An exact reproduction of the data below is expected, free of images.
** Opening Data excerpts block **
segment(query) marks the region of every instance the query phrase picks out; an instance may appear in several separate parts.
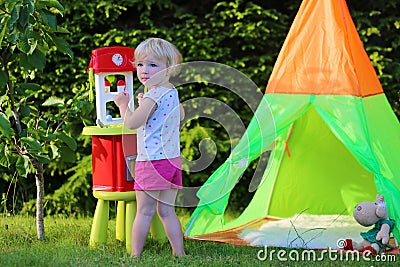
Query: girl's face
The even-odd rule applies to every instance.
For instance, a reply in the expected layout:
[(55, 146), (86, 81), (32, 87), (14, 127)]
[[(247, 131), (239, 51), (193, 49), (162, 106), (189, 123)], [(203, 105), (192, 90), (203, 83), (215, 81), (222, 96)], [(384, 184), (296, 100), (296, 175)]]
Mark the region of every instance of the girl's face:
[(153, 88), (169, 83), (169, 75), (165, 71), (167, 68), (166, 62), (152, 55), (147, 55), (137, 61), (135, 60), (135, 65), (137, 77), (144, 86)]

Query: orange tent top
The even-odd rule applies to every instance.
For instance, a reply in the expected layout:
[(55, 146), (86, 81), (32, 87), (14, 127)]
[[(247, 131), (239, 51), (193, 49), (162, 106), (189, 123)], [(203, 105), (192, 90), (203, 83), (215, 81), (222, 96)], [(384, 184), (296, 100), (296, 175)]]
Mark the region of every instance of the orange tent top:
[(383, 93), (345, 0), (303, 1), (265, 93)]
** Closing Data excerpts block **
◆ **Exercise solution**:
segment(query) marks the region of every instance the query phrase picks out; an instance may appear in several separate parts.
Query: girl's face
The even-odd rule applies to every instance.
For instance, a reply in the expected layout:
[(55, 146), (86, 81), (32, 87), (14, 127)]
[[(247, 131), (239, 51), (193, 49), (162, 106), (189, 123)], [(203, 105), (192, 90), (203, 83), (215, 81), (222, 96)], [(384, 184), (296, 100), (296, 175)]]
Mark the region of every instance of the girl's face:
[(153, 88), (169, 83), (169, 75), (165, 71), (167, 68), (166, 62), (152, 55), (147, 55), (137, 61), (135, 60), (135, 65), (137, 77), (144, 86)]

Query: orange tent top
The even-odd rule applies to every instance.
For instance, a reply in the expected layout:
[(55, 146), (86, 81), (32, 87), (14, 127)]
[[(247, 131), (239, 51), (193, 49), (162, 106), (189, 123)], [(203, 105), (192, 90), (203, 83), (215, 81), (222, 96)], [(384, 184), (296, 100), (296, 175)]]
Mark the region of every instance of the orange tent top:
[(383, 93), (345, 0), (303, 1), (265, 93)]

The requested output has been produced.